Activity list:
1 > In the concert write-up, what did Nick Meriwether call the Veneta show?
2 > Repeat the part of the concert write-up starting with "Last night, I" and going on through "of the best.".
(Beginning of Text section)
Last night, I settled into one of the Dead’s great performances, the Veneta show from 8/27/72, aka the “Field Trip” or what Nick Meriwether called “The Last Acid Test.” The sonic quality of the recording, as well as the event itself, put you right in the middle of the show. You can feel the heat of that late summer day as well as the buzz of the faithful in attendance. Despite everything – the heat, the dust, the usual problems with the equipment – the Dead reached one of their peaks with this performance. They did that a lot in their career, of course, but this is one of the best.

The banter between songs is superbly entertaining, especially Ken Babbs trying to speak through his hallucinations. No one thought better on his feet than Babbs. The band too was quite loquacious, especially Bob. But it was a comment by Jerry as they come out of “He’s Gone” that made me remember you get shown the light in the strangest of places if you look at it right.
(End of Text section)
(Beginning of Data for review)
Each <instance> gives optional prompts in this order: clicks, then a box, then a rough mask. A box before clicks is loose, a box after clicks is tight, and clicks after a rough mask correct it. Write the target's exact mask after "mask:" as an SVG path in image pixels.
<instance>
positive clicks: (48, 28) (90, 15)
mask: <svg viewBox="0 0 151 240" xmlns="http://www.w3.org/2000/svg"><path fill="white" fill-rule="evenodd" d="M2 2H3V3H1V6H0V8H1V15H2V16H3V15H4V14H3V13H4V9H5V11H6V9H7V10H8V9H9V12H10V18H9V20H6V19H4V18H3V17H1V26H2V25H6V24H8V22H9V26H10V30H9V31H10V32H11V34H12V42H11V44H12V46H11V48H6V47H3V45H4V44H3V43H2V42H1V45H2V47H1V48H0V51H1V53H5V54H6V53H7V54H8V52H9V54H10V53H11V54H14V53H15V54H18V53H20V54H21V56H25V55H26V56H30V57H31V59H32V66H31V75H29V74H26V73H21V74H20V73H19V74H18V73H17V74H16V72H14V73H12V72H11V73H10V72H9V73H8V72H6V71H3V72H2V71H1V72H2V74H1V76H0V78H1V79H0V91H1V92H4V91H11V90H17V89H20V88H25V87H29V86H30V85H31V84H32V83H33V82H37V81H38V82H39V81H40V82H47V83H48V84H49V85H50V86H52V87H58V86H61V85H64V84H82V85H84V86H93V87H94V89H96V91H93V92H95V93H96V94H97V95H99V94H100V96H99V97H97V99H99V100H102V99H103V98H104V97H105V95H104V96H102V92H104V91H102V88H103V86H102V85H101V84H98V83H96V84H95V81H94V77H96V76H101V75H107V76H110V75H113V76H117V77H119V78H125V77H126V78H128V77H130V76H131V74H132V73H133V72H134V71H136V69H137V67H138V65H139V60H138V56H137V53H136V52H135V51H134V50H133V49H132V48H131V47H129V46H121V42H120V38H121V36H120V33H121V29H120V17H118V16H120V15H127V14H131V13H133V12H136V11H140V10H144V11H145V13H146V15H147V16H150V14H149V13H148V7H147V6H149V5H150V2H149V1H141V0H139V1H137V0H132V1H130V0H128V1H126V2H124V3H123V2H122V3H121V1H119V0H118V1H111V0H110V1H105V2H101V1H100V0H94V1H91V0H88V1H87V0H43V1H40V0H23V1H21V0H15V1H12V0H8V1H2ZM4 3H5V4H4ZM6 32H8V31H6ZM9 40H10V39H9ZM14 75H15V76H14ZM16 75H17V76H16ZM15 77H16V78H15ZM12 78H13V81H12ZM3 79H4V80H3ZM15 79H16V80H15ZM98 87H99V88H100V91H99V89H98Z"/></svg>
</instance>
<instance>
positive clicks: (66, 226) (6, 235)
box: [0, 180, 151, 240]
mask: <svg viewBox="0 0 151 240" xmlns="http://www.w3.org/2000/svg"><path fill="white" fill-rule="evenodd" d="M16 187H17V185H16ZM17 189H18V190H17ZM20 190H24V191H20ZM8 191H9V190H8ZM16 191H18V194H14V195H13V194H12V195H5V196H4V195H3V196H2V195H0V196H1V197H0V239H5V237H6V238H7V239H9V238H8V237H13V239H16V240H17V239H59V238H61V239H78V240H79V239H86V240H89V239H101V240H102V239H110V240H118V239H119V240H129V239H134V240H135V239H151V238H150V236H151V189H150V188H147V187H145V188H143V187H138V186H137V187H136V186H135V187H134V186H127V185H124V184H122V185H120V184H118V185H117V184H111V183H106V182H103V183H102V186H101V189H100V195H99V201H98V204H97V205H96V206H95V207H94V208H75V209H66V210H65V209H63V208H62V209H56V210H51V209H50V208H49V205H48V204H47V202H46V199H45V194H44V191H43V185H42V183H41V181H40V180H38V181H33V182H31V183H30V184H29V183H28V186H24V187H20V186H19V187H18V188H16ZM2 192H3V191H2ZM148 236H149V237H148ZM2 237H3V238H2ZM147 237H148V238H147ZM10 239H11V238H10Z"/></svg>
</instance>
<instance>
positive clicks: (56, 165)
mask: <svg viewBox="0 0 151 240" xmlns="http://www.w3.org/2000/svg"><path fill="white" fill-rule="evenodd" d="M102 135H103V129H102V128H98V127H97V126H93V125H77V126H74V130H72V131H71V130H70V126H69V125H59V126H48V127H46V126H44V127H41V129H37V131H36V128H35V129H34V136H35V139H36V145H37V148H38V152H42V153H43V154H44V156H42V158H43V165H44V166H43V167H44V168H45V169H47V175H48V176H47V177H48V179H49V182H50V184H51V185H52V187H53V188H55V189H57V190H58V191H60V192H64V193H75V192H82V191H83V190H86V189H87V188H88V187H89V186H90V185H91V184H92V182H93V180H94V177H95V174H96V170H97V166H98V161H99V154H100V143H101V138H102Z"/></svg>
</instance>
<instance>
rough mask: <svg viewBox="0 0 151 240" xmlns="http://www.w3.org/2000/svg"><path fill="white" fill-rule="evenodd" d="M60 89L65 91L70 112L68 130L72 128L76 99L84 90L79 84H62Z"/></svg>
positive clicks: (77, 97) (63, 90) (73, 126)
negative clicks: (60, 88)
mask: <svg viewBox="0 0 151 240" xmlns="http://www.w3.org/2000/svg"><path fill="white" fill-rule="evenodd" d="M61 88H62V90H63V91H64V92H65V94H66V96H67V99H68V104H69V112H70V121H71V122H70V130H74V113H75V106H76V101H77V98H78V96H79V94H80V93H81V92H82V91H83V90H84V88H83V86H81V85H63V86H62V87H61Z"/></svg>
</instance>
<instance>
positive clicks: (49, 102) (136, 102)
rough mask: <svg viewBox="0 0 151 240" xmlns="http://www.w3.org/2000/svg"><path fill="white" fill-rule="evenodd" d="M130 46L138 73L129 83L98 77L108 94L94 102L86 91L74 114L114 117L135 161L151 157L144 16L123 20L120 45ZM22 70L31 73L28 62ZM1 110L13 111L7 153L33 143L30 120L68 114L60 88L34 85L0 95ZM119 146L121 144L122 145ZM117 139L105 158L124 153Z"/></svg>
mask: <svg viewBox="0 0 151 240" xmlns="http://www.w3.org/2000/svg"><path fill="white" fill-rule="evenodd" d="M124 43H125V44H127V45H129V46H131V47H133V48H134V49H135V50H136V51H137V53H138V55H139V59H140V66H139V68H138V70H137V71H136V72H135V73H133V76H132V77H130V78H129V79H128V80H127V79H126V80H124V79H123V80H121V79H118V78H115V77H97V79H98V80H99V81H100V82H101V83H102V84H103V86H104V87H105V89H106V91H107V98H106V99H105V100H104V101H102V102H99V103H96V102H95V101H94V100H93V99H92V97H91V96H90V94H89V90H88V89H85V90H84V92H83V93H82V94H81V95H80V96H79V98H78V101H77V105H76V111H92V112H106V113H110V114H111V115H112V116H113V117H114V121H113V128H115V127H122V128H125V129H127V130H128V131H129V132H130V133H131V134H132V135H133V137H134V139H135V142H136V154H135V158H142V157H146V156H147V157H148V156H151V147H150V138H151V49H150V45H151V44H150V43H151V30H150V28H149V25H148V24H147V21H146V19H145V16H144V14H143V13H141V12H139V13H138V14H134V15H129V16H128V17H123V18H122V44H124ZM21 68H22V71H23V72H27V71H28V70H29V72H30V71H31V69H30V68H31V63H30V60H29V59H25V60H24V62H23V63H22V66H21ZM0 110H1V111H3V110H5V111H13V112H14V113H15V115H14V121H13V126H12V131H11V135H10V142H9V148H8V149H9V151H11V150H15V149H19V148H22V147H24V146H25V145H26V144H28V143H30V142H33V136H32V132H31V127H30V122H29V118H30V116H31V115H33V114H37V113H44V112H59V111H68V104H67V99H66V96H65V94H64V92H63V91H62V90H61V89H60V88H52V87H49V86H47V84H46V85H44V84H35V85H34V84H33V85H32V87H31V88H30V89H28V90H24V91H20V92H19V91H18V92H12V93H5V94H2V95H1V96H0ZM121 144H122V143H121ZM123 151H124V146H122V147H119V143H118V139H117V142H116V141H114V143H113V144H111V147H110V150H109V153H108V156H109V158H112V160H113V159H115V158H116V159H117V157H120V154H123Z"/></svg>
(End of Data for review)
Solutions for each task:
1 > "The Last Acid Test."

2 >
Last night, I settled into one of the Dead’s great performances, the Veneta show from 8/27/72, aka the “Field Trip” or what Nick Meriwether called “The Last Acid Test.” The sonic quality of the recording, as well as the event itself, put you right in the middle of the show. You can feel the heat of that late summer day as well as the buzz of the faithful in attendance. Despite everything – the heat, the dust, the usual problems with the equipment – the Dead reached one of their peaks with this performance. They did that a lot in their career, of course, but this is one of the best.